[Material provided]

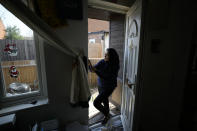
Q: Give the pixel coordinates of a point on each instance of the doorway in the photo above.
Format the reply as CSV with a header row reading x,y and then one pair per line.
x,y
98,42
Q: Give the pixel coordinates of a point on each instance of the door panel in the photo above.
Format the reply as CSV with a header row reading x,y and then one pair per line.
x,y
131,53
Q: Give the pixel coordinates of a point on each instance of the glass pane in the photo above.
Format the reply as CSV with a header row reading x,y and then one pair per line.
x,y
17,55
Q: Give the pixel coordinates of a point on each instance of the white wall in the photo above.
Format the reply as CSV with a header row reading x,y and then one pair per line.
x,y
58,70
164,73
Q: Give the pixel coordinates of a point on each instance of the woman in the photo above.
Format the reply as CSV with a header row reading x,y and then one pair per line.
x,y
107,71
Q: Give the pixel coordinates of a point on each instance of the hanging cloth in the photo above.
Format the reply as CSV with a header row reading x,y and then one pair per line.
x,y
79,88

[/Material provided]

### Exercise instructions
For the records above, output each one exactly and skip any image.

### Task solution
Q: Give the pixel coordinates of a point on each instance of the doorway in the photo above.
Format the reply as CSV with a header row reading x,y and then one pair per line.
x,y
98,42
Q: Give the pixel coordinates of a point on each instance of the door panel in the photo above.
Format the reply as CSV with a header row reading x,y and then one pair per line.
x,y
131,53
Q: Give the pixel coordinates of a point on each instance of the glass pane in the photo above.
Format the reply as CSV with a header row reading x,y and then one pair per line.
x,y
17,55
Q: Give the pixel coordinates of a point on each instance of the white wall in the photo above.
Format the reply as CSV with a header row reading x,y and then one pair per line.
x,y
58,70
164,73
Q: Give the pixel coordinates of a point on each instance of the woman in the photo above.
Format the reply as CSV with a header row reading x,y and then one pair per line.
x,y
107,71
Q: Give the pixel coordinates of a point on each instance of the hanging cloth in the photo above.
Format the reply as CSV with a header row reading x,y and then one pair per line.
x,y
79,88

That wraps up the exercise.